▶ **WHAT YOU WILL DO**
Rewrite the listing below with every "single marker" changed to "single point", leaving everything else as it is, and omit the pictures from your version.

— Begin RECORDS SHOWN —

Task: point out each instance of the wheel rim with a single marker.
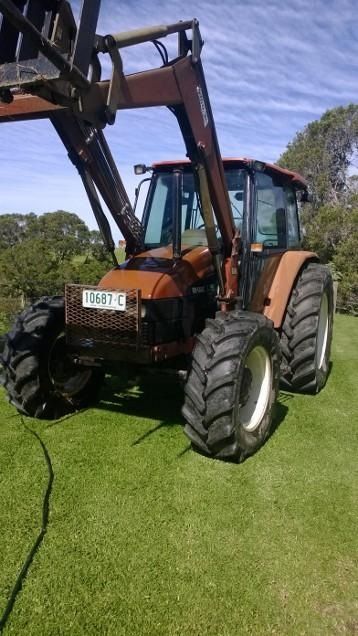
(255, 388)
(67, 378)
(322, 331)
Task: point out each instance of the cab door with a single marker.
(273, 229)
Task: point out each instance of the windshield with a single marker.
(158, 216)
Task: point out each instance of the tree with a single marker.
(322, 152)
(41, 254)
(14, 228)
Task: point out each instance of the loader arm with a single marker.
(54, 84)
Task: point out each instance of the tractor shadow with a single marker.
(160, 398)
(149, 397)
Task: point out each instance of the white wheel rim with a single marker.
(252, 411)
(322, 332)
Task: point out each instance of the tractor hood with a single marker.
(158, 276)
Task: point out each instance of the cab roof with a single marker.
(296, 179)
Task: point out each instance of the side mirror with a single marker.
(305, 197)
(141, 168)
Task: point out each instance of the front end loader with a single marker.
(215, 285)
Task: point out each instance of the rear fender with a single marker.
(290, 265)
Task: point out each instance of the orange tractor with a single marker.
(215, 285)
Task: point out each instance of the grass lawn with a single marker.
(147, 537)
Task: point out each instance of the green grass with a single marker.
(147, 537)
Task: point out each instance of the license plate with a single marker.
(104, 300)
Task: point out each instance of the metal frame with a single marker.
(80, 108)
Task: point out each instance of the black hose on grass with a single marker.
(45, 518)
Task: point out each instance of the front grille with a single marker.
(99, 330)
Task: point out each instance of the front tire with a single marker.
(232, 386)
(307, 331)
(39, 377)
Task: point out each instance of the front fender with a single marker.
(290, 265)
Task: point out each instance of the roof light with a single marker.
(140, 168)
(259, 166)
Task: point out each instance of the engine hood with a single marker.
(156, 274)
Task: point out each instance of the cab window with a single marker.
(270, 204)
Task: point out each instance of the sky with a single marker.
(271, 68)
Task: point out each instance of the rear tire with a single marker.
(39, 377)
(232, 385)
(307, 331)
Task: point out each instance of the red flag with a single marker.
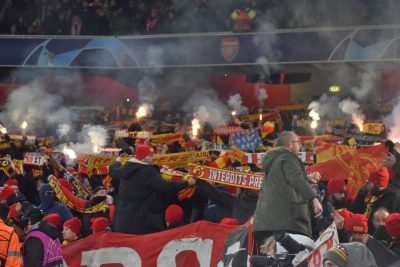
(353, 164)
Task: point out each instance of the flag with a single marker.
(326, 151)
(247, 140)
(353, 165)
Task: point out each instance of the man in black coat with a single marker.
(140, 209)
(375, 194)
(241, 207)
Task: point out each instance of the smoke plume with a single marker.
(42, 110)
(90, 139)
(235, 102)
(367, 84)
(261, 94)
(392, 123)
(208, 108)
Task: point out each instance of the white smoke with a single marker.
(235, 102)
(154, 57)
(148, 94)
(90, 139)
(208, 107)
(392, 123)
(326, 107)
(367, 85)
(63, 129)
(352, 108)
(38, 108)
(261, 94)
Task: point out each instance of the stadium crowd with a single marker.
(46, 202)
(117, 17)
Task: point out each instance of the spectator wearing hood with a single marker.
(375, 194)
(72, 230)
(358, 228)
(240, 207)
(393, 229)
(378, 223)
(10, 252)
(336, 194)
(100, 225)
(41, 246)
(49, 205)
(173, 216)
(99, 194)
(286, 201)
(349, 255)
(140, 209)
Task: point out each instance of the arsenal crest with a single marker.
(229, 48)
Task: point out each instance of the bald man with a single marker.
(285, 196)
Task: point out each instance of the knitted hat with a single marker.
(11, 182)
(99, 224)
(12, 212)
(229, 221)
(347, 218)
(71, 170)
(143, 151)
(54, 219)
(6, 193)
(336, 185)
(393, 224)
(74, 225)
(98, 188)
(34, 214)
(380, 178)
(173, 214)
(359, 224)
(338, 255)
(64, 182)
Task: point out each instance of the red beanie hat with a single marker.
(71, 170)
(359, 224)
(393, 224)
(380, 178)
(12, 212)
(143, 151)
(11, 182)
(99, 224)
(347, 218)
(173, 214)
(336, 185)
(229, 221)
(74, 225)
(64, 182)
(6, 193)
(54, 219)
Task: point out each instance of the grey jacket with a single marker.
(285, 195)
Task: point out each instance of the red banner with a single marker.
(354, 164)
(197, 244)
(221, 176)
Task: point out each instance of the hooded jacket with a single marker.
(140, 209)
(242, 206)
(49, 205)
(33, 250)
(285, 195)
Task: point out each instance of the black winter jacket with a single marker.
(141, 207)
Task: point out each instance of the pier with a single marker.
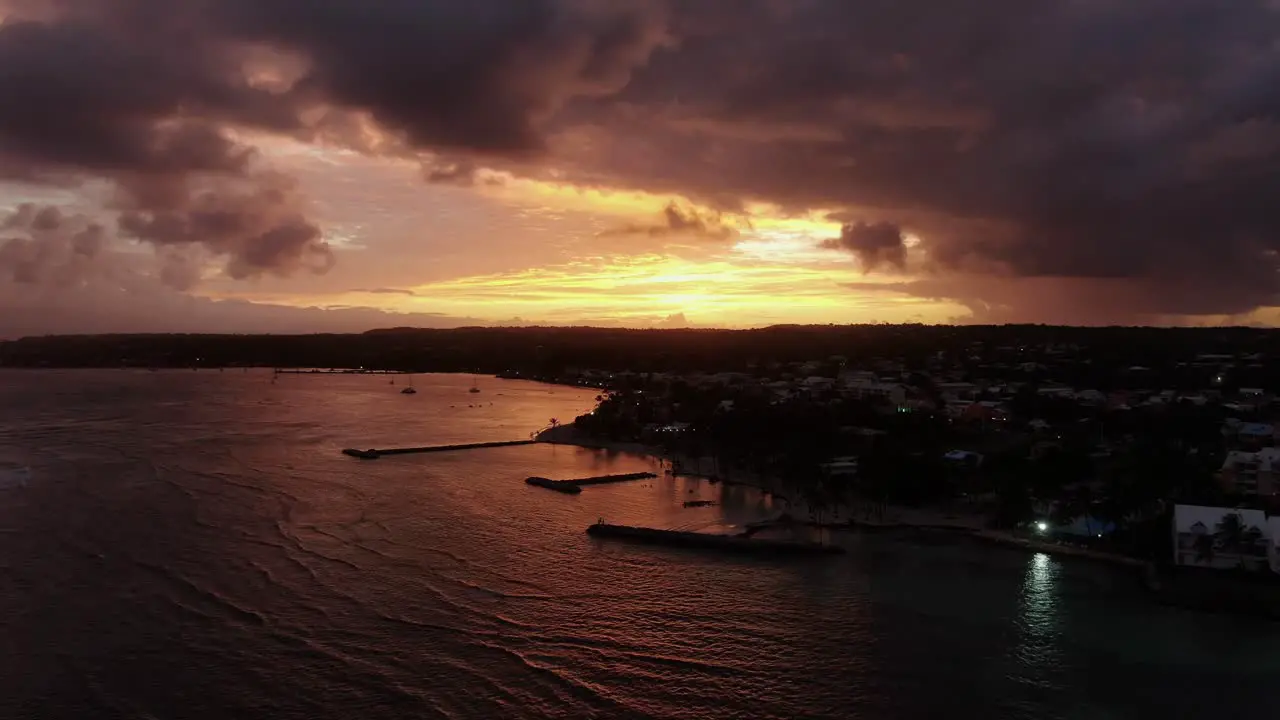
(732, 543)
(574, 487)
(374, 454)
(336, 372)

— End RECORDS SHOWN —

▶ **SOLUTION TO THE EXERCISE**
Task: point out each instance of the wheel rim with a single point.
(255, 388)
(67, 378)
(322, 331)
Task: point out each instance of the cab door with a single point.
(273, 229)
Task: point out each instance of the windshield with a single point.
(158, 216)
Task: point out each instance of the tree with a single point.
(322, 152)
(41, 254)
(14, 228)
Task: point out each instance of the loader arm with a single point.
(54, 84)
Task: point out each instance of the tractor shadow with a single point.
(160, 398)
(149, 397)
Task: point out each instance of the white wheel rim with a single point.
(252, 411)
(322, 332)
Task: point out each instance of the tractor hood with a single point.
(158, 276)
Task: point out each instance of the cab roof with a single point.
(296, 179)
Task: point out each instance of the side mirror with a single point.
(305, 197)
(141, 168)
Task: point out each instance of the front end loader with a single point.
(215, 285)
Task: point out each instance of the rear fender with a single point.
(290, 265)
Task: point out each instance of the orange tractor with a single point.
(215, 285)
Task: point out each instance of the grass lawn with a single point.
(147, 537)
Task: point out each instance of the green grass with a single point.
(147, 537)
Task: point out each instance of the license plate with a single point.
(104, 300)
Task: point out each instance of the metal frame with a single point.
(80, 108)
Task: point out each instance of the black hose on grass with a single point.
(45, 518)
Task: point out each instance of the front grille with a single point.
(99, 330)
Task: point out each instance of the front tire with a single point.
(232, 386)
(307, 331)
(39, 377)
Task: point out each instance of the front fender with a single point.
(290, 265)
Task: point out each instance of the roof light with a single point.
(140, 168)
(259, 166)
Task: point out each instance of the engine hood with a single point.
(156, 274)
Task: point out each instance of the cab window with a single point.
(270, 204)
Task: point out each instance of the sky with a single point.
(271, 68)
Task: point out each instance of the rear tire with a single point.
(39, 377)
(232, 385)
(307, 331)
Task: point out each instance of the red flag with a single point.
(353, 164)
Task: point out each instance of the flag with a single point.
(326, 151)
(247, 140)
(353, 165)
Task: point out each instance of the man in black coat with a single point.
(140, 209)
(375, 194)
(241, 207)
Task: point out each instance of the smoke plume with a single point.
(42, 110)
(90, 139)
(235, 102)
(367, 84)
(261, 94)
(392, 123)
(208, 108)
Task: point out each instance of the white smoke with a single point.
(235, 102)
(154, 57)
(148, 94)
(90, 139)
(208, 107)
(392, 123)
(326, 107)
(367, 85)
(63, 129)
(352, 108)
(38, 108)
(261, 94)
Task: point out each instance of the stadium crowd with a single point.
(46, 202)
(117, 17)
Task: point out each instance of the spectator wearing hood with a single point.
(375, 194)
(72, 230)
(358, 228)
(240, 207)
(393, 229)
(378, 223)
(10, 252)
(336, 194)
(100, 225)
(41, 246)
(49, 205)
(173, 216)
(99, 194)
(286, 201)
(349, 255)
(140, 209)
Task: point out each instance of the arsenal crest with a single point.
(229, 48)
Task: point out each instance of the bald man with a single point.
(285, 196)
Task: point out each instance of the knitted hat with a single point.
(11, 182)
(99, 224)
(12, 212)
(229, 221)
(347, 218)
(71, 170)
(143, 151)
(54, 219)
(6, 193)
(336, 185)
(393, 224)
(74, 225)
(98, 188)
(34, 214)
(380, 178)
(173, 214)
(359, 224)
(338, 255)
(64, 182)
Task: point out each instance of the red beanie hat with a single point.
(71, 170)
(359, 224)
(393, 224)
(380, 178)
(12, 212)
(143, 151)
(11, 182)
(99, 224)
(347, 218)
(173, 214)
(336, 185)
(229, 221)
(74, 225)
(64, 182)
(6, 193)
(54, 219)
Task: point out each instance of the grey jacket with a single point.
(285, 195)
Task: point out each instance of the red banner with a single point.
(354, 164)
(197, 244)
(221, 176)
Task: point out each instance of the hooded jacket with a single point.
(140, 209)
(242, 206)
(49, 205)
(33, 250)
(285, 195)
Task: point out each instance of the black winter jacket with a single point.
(141, 207)
Task: point out each instance of the pier with a single point.
(732, 543)
(574, 487)
(374, 454)
(336, 372)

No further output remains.